▶ [The task]:
Exclude the pictures and return every line exactly as written.

╭──

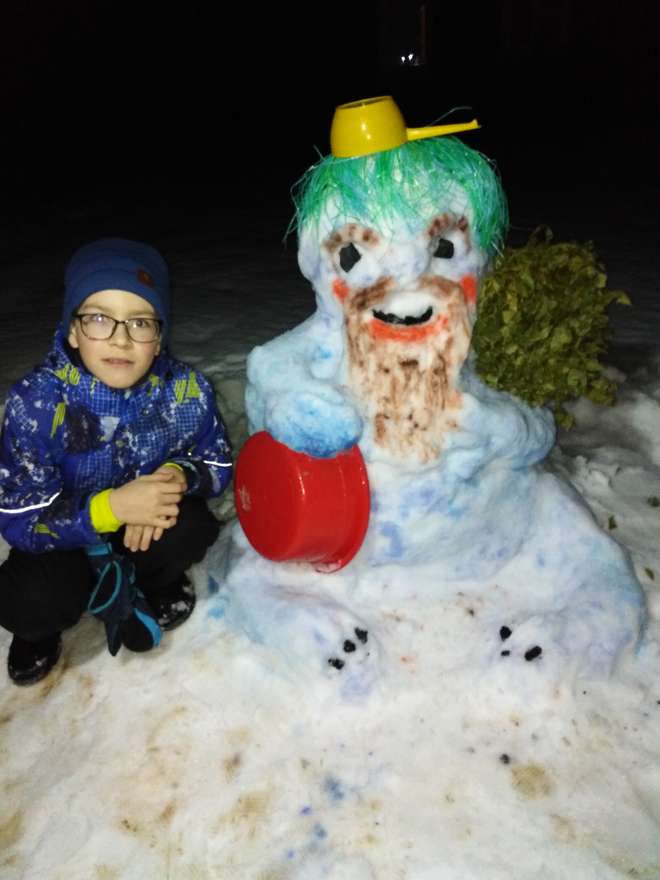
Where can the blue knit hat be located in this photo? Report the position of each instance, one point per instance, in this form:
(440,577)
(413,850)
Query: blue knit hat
(117,264)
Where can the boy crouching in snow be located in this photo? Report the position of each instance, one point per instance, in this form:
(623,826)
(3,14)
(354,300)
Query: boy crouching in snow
(109,451)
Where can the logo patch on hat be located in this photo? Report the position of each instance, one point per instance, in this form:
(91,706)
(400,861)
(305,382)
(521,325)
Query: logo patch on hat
(145,278)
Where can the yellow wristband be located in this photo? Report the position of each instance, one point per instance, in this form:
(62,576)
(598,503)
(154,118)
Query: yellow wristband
(100,512)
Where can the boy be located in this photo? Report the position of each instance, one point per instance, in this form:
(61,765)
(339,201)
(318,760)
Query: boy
(109,451)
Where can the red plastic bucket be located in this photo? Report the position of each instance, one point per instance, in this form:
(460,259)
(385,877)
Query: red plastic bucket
(296,507)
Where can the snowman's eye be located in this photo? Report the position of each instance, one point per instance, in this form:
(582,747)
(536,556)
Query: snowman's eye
(444,249)
(349,255)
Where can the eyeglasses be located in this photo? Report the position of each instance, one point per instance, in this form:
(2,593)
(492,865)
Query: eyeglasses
(97,326)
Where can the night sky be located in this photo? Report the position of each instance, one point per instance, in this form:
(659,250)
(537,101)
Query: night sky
(104,93)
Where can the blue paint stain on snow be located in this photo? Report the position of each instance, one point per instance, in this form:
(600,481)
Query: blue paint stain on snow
(319,831)
(392,532)
(333,788)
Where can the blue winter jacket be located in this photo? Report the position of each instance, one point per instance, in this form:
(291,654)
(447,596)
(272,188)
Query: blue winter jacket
(66,436)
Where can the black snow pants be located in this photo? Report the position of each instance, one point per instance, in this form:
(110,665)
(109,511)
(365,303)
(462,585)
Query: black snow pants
(44,593)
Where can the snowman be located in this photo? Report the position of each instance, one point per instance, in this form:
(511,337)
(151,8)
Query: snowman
(397,229)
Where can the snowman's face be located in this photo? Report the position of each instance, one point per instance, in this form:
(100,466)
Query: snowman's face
(402,275)
(408,302)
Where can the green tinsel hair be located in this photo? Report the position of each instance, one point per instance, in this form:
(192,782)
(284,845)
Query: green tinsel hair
(410,183)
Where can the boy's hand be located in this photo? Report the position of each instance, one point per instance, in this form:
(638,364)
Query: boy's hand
(140,537)
(174,473)
(151,500)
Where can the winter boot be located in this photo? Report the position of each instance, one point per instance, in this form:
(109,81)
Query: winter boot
(175,604)
(29,662)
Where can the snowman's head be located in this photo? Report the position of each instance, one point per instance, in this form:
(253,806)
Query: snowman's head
(431,207)
(395,244)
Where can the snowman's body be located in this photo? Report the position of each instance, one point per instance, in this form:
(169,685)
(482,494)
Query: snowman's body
(459,498)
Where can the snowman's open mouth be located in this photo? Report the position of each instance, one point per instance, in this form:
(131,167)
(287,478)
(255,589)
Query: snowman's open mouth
(405,320)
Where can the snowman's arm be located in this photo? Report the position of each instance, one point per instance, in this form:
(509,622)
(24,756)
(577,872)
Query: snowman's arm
(294,390)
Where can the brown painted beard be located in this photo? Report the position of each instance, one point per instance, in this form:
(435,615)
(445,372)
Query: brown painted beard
(405,377)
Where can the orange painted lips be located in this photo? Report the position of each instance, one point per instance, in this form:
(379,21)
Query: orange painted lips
(406,333)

╰──

▶ [Full response]:
Where can the blue knit hat be located in this photo? Report the position of each instance, one point per instance, in this form:
(440,577)
(413,850)
Query: blue knit hat
(117,264)
Where can the boy crouching in snow be located in this photo? Report the position of each instance, one point per instance, in this form:
(623,826)
(3,14)
(354,300)
Query: boy crouching in snow
(109,451)
Where can the logo patch on hat be located in this photo? Report the position of each instance, one point per instance, in this form:
(91,706)
(400,861)
(305,382)
(521,325)
Query: logo patch on hat
(145,278)
Where can the yellow wristband be located in this photo? Report the position of each instance, one point per instance, in this form:
(62,576)
(598,503)
(154,118)
Query: yellow wristband
(100,512)
Where can the boy be located in this photo? Report the position of each instance, one point per instance, in this form:
(61,765)
(339,201)
(318,760)
Query: boy
(109,451)
Where can the red plastic bucket be located in this photo? Report the position of each instance, one point per instance, in this form:
(460,259)
(385,877)
Query: red plastic bucket
(296,507)
Where can the snowman's eye be located in this photo? Report the position of each instance, one point per instance, in this form:
(582,747)
(536,556)
Query: snowman's eye
(444,249)
(349,255)
Where can the eyeglasses be located in this photo? Report the position of each instance, one point per instance, in this form:
(2,593)
(492,865)
Query: eyeglasses
(97,326)
Where can the night sky be located in this photo? Report the position of each instance, one point per instance, in this form:
(659,250)
(537,101)
Query: night sky
(104,93)
Where can the blue paint stain on snow be located in this photo? Report the position of each instance, one point per instance, in this form:
(600,481)
Query: blue paint stain on snow
(319,831)
(392,532)
(333,788)
Where can the blue winter jacket be located in this photo? Report the position of each instance, one point per instance, in this form:
(291,654)
(447,596)
(272,188)
Query: blue winter jacket
(66,436)
Where can the black snow pants be located in this photo? Report the position of each instance, one point per instance, in this form:
(110,665)
(109,511)
(365,303)
(462,585)
Query: black snow pants
(44,593)
Where can the snowman be located in this photo? Report the position of each instance, one point per instance, in this form:
(511,337)
(151,8)
Query: snowman
(397,229)
Where can the snowman's face be located in this photo? Report the position of each instance, one point per instance, in this form:
(100,466)
Query: snowman's face
(402,275)
(408,302)
Where can the green tinsel hair be located in this photo? Report the position of each instance, one point per instance, in this form:
(192,782)
(284,845)
Query: green tinsel hair
(410,183)
Where can the boy's hand be located in this photo? Report the position of each instance, one point per instance, in this form:
(638,364)
Query: boy's hand
(140,537)
(174,473)
(151,500)
Where can the winter boot be located in this photo? Report the position of each instance, one point per instance, in this form:
(109,81)
Query: winter boot
(175,604)
(29,662)
Where can the snowman's head be located in this photo? Report the position of each instance, one point per instance, in this form:
(253,806)
Query: snowman's head
(431,207)
(395,244)
Where can the snowman's body be located in this photo? Report the position of each instance, one point per instance, in this form:
(169,685)
(482,494)
Query: snowman's body
(459,498)
Where can the snowman's open mouth be located in this photo? Report the position of each instance, one point per instance, in this form:
(131,167)
(287,478)
(255,589)
Query: snowman's open mouth
(405,320)
Where can the snowman's arm be located in this photo? Report the position of each instance, one point per instance, in this form:
(509,622)
(24,756)
(577,872)
Query: snowman's arm
(294,390)
Where can the brown painted beard be located in this photo? Report the position of each instance, one point per instance, in this form:
(435,615)
(445,372)
Query: brown painted beard
(405,377)
Where can the orange painted lips be located in this photo? Report the position of each instance, one point per instance, in this form:
(379,21)
Query: orange painted lips
(406,333)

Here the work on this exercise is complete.